• Set problem
Copy each of the records below line for line, with no changes.

• Data shown
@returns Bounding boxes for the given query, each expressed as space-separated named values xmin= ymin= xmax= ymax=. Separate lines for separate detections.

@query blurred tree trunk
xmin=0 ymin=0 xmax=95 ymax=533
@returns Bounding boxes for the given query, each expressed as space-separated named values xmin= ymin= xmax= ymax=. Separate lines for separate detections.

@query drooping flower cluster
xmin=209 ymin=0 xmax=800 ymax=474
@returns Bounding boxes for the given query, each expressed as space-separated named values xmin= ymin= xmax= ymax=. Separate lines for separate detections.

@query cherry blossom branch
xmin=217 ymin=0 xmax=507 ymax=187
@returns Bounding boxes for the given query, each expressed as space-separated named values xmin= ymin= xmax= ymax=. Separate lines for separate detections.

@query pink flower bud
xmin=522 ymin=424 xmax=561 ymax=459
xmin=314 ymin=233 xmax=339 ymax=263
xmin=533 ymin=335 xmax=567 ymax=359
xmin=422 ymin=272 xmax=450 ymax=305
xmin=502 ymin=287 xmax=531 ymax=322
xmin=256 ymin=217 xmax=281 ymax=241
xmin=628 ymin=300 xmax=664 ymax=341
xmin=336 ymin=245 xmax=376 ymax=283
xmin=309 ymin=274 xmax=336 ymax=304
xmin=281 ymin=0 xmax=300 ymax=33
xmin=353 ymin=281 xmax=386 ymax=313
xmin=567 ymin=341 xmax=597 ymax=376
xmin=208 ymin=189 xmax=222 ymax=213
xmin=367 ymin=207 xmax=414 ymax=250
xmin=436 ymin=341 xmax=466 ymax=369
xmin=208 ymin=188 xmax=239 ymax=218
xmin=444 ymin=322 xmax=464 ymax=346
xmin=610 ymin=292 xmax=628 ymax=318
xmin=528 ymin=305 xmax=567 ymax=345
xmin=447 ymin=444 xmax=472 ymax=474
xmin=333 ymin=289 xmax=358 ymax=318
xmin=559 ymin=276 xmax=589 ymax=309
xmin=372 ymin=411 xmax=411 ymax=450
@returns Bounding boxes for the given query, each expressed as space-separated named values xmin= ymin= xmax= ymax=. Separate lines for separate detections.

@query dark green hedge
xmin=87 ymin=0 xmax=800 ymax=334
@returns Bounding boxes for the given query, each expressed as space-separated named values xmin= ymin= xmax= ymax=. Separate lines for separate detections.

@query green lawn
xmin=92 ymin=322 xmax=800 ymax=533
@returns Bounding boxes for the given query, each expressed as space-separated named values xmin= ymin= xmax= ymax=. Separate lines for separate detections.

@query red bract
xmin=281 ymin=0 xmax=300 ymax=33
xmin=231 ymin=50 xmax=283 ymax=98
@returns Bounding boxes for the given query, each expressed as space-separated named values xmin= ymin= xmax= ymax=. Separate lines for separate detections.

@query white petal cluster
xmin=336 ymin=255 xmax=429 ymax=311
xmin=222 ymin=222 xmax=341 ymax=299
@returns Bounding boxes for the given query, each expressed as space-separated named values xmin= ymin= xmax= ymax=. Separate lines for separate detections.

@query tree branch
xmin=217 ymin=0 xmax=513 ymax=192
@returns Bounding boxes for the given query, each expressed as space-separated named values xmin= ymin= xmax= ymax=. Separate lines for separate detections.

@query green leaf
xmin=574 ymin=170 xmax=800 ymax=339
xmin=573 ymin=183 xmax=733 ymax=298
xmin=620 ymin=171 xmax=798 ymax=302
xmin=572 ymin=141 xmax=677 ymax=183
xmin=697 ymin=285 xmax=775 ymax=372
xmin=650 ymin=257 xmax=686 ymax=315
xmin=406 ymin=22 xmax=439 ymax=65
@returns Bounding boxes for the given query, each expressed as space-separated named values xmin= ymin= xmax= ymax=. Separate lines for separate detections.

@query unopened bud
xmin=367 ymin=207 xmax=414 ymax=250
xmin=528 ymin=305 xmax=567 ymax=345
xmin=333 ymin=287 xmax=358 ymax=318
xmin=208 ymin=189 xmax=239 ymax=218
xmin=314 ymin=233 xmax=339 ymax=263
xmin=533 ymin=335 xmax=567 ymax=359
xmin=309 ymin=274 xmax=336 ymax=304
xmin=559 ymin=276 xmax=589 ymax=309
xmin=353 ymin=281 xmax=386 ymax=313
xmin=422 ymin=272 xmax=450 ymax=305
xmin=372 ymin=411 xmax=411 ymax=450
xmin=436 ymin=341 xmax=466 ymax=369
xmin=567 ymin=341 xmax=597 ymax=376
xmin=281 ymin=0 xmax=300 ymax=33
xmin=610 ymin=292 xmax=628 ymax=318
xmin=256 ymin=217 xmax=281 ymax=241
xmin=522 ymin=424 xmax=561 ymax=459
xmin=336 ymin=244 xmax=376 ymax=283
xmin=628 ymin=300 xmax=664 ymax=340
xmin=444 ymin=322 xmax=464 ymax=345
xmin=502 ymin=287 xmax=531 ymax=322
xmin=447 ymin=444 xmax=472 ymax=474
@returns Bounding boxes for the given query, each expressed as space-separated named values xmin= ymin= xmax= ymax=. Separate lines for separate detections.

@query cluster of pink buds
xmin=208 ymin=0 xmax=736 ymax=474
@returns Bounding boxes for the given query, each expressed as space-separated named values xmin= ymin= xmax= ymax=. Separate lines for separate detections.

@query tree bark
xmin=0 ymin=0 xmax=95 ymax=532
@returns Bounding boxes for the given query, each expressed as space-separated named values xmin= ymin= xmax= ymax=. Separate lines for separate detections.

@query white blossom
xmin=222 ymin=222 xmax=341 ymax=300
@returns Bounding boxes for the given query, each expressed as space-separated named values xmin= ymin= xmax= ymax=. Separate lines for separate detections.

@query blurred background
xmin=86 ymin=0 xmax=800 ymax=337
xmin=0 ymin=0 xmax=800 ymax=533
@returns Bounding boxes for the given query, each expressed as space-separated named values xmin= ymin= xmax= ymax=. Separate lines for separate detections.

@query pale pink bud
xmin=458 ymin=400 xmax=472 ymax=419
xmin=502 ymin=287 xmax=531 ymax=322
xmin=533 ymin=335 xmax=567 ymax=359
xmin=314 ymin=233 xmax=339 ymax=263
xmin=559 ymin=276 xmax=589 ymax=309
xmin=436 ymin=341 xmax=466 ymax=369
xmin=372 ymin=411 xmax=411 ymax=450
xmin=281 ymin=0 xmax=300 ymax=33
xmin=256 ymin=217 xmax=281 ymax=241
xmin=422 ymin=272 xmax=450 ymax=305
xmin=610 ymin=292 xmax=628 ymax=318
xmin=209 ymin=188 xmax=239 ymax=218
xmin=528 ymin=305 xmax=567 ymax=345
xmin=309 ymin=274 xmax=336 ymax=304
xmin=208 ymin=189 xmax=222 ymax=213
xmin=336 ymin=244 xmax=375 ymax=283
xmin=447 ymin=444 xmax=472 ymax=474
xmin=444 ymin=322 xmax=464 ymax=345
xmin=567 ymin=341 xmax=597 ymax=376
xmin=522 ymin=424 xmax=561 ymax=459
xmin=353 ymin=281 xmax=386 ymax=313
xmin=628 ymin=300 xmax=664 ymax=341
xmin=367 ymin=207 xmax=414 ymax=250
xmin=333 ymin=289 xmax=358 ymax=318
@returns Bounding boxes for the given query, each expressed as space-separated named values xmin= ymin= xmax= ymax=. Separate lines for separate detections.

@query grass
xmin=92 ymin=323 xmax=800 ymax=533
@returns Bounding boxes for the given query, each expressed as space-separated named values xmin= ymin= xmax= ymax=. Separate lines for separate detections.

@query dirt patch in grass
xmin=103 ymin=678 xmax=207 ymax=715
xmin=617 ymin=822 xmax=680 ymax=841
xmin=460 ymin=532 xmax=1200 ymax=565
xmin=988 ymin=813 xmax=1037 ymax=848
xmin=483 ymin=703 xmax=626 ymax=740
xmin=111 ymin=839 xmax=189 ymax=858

• Exercise solution
@returns Bounding boxes for the given query, each expressed as space-separated named values xmin= ymin= xmax= ymax=. Separate lines for separate detections.

@query blurred tree trunk
xmin=0 ymin=0 xmax=95 ymax=533
@returns Bounding boxes for the given query, each expressed as space-separated named values xmin= ymin= xmax= ymax=. Separate lines for separate detections.

@query drooping flower cluster
xmin=209 ymin=0 xmax=800 ymax=474
@returns Bounding boxes for the given query, each expressed as space-separated named values xmin= ymin= xmax= ymax=. Separate lines for separate detections.

@query cherry blossom branch
xmin=217 ymin=0 xmax=507 ymax=187
@returns Bounding boxes for the given query, each expressed as space-separated named values xmin= ymin= xmax= ymax=. Separate lines for separate detections.

@query pink flower bud
xmin=522 ymin=424 xmax=561 ymax=459
xmin=314 ymin=233 xmax=339 ymax=263
xmin=533 ymin=335 xmax=567 ymax=359
xmin=422 ymin=272 xmax=450 ymax=305
xmin=502 ymin=287 xmax=531 ymax=322
xmin=256 ymin=217 xmax=281 ymax=241
xmin=628 ymin=300 xmax=664 ymax=341
xmin=336 ymin=245 xmax=376 ymax=283
xmin=309 ymin=274 xmax=336 ymax=304
xmin=281 ymin=0 xmax=300 ymax=33
xmin=353 ymin=281 xmax=386 ymax=313
xmin=567 ymin=341 xmax=597 ymax=376
xmin=208 ymin=189 xmax=222 ymax=213
xmin=367 ymin=207 xmax=414 ymax=250
xmin=436 ymin=341 xmax=466 ymax=369
xmin=208 ymin=188 xmax=239 ymax=218
xmin=444 ymin=322 xmax=464 ymax=346
xmin=610 ymin=292 xmax=628 ymax=318
xmin=528 ymin=305 xmax=567 ymax=345
xmin=447 ymin=444 xmax=472 ymax=474
xmin=333 ymin=289 xmax=358 ymax=318
xmin=559 ymin=276 xmax=589 ymax=309
xmin=372 ymin=411 xmax=411 ymax=450
@returns Bounding boxes for the given query, each expressed as space-separated named values xmin= ymin= xmax= ymax=. Separate lines for separate detections.

@query dark green hedge
xmin=87 ymin=0 xmax=800 ymax=334
@returns Bounding boxes for the given query, each expressed as space-separated named values xmin= ymin= xmax= ymax=. Separate lines for separate detections.

@query green lawn
xmin=92 ymin=322 xmax=800 ymax=533
@returns Bounding boxes for the given query, each expressed as space-separated named values xmin= ymin= xmax= ymax=. Separate lines for separate detections.

@query red bract
xmin=281 ymin=0 xmax=300 ymax=33
xmin=231 ymin=50 xmax=283 ymax=98
@returns Bounding boxes for the given query, each expressed as space-separated named values xmin= ymin= xmax= ymax=. Separate lines for separate detections.

@query white petal cluster
xmin=336 ymin=255 xmax=429 ymax=311
xmin=222 ymin=222 xmax=341 ymax=299
@returns Bounding boxes for the given query, each expressed as space-separated named values xmin= ymin= xmax= ymax=. Separate lines for separate detections.

@query tree branch
xmin=217 ymin=0 xmax=513 ymax=192
@returns Bounding boxes for the given query, each expressed as space-separated named values xmin= ymin= xmax= ymax=. Separate lines for separate detections.

@query green leaf
xmin=574 ymin=170 xmax=800 ymax=339
xmin=573 ymin=183 xmax=733 ymax=298
xmin=620 ymin=171 xmax=798 ymax=302
xmin=572 ymin=141 xmax=677 ymax=183
xmin=697 ymin=285 xmax=775 ymax=372
xmin=650 ymin=257 xmax=686 ymax=315
xmin=406 ymin=22 xmax=439 ymax=65
@returns Bounding boxes for the given query, each expressed as space-separated named values xmin= ymin= xmax= ymax=. Separate lines for separate detections.

@query unopened bud
xmin=367 ymin=207 xmax=414 ymax=250
xmin=528 ymin=305 xmax=567 ymax=345
xmin=333 ymin=287 xmax=358 ymax=318
xmin=208 ymin=189 xmax=239 ymax=218
xmin=314 ymin=233 xmax=339 ymax=263
xmin=533 ymin=335 xmax=567 ymax=359
xmin=309 ymin=274 xmax=336 ymax=304
xmin=559 ymin=276 xmax=589 ymax=309
xmin=353 ymin=281 xmax=386 ymax=313
xmin=422 ymin=272 xmax=450 ymax=305
xmin=372 ymin=411 xmax=411 ymax=450
xmin=436 ymin=341 xmax=466 ymax=369
xmin=567 ymin=341 xmax=597 ymax=376
xmin=281 ymin=0 xmax=300 ymax=33
xmin=610 ymin=292 xmax=628 ymax=318
xmin=256 ymin=217 xmax=281 ymax=241
xmin=522 ymin=424 xmax=561 ymax=459
xmin=336 ymin=244 xmax=376 ymax=283
xmin=628 ymin=300 xmax=664 ymax=340
xmin=444 ymin=322 xmax=464 ymax=345
xmin=502 ymin=287 xmax=531 ymax=322
xmin=447 ymin=444 xmax=472 ymax=474
@returns Bounding boxes for the given query, each expressed as space-separated named values xmin= ymin= xmax= ymax=. Separate lines for separate detections.

@query cluster of pink buds
xmin=208 ymin=0 xmax=736 ymax=474
@returns Bounding boxes for the given query, each expressed as space-separated named values xmin= ymin= xmax= ymax=. Separate lines for separate detections.

@query tree bark
xmin=0 ymin=0 xmax=95 ymax=532
@returns Bounding boxes for the given query, each expressed as space-separated named values xmin= ymin= xmax= ymax=. Separate lines for separate detections.

@query white blossom
xmin=222 ymin=222 xmax=341 ymax=300
@returns Bounding boxes for the given query, each expressed as space-separated named values xmin= ymin= xmax= ymax=. Separate lines for separate detections.

@query blurred background
xmin=86 ymin=0 xmax=800 ymax=337
xmin=0 ymin=0 xmax=800 ymax=533
@returns Bounding boxes for the given query, each expressed as space-separated named values xmin= ymin= xmax= ymax=. Separate lines for separate detections.

@query pale pink bud
xmin=458 ymin=400 xmax=472 ymax=419
xmin=502 ymin=287 xmax=531 ymax=322
xmin=533 ymin=335 xmax=567 ymax=359
xmin=314 ymin=233 xmax=339 ymax=263
xmin=559 ymin=276 xmax=589 ymax=309
xmin=436 ymin=341 xmax=466 ymax=369
xmin=372 ymin=411 xmax=411 ymax=450
xmin=281 ymin=0 xmax=300 ymax=33
xmin=256 ymin=217 xmax=281 ymax=241
xmin=422 ymin=272 xmax=450 ymax=305
xmin=610 ymin=292 xmax=628 ymax=318
xmin=209 ymin=188 xmax=239 ymax=218
xmin=528 ymin=305 xmax=567 ymax=345
xmin=309 ymin=274 xmax=336 ymax=304
xmin=208 ymin=189 xmax=222 ymax=213
xmin=336 ymin=244 xmax=375 ymax=283
xmin=447 ymin=444 xmax=472 ymax=474
xmin=444 ymin=322 xmax=464 ymax=345
xmin=567 ymin=341 xmax=597 ymax=376
xmin=522 ymin=424 xmax=561 ymax=459
xmin=353 ymin=281 xmax=386 ymax=313
xmin=628 ymin=300 xmax=664 ymax=341
xmin=367 ymin=207 xmax=414 ymax=250
xmin=333 ymin=289 xmax=358 ymax=318
@returns Bounding boxes for the given query, each expressed as space-separated named values xmin= ymin= xmax= ymax=. Separate lines for separate detections.

@query grass
xmin=92 ymin=323 xmax=800 ymax=533
@returns Bounding boxes for the given query, each expressed as space-separated named values xmin= ymin= xmax= ymax=. Separate lines for separate detections.

@query dirt patch in grass
xmin=103 ymin=678 xmax=207 ymax=715
xmin=617 ymin=822 xmax=680 ymax=841
xmin=460 ymin=532 xmax=1200 ymax=565
xmin=988 ymin=813 xmax=1037 ymax=848
xmin=483 ymin=703 xmax=626 ymax=740
xmin=111 ymin=839 xmax=189 ymax=858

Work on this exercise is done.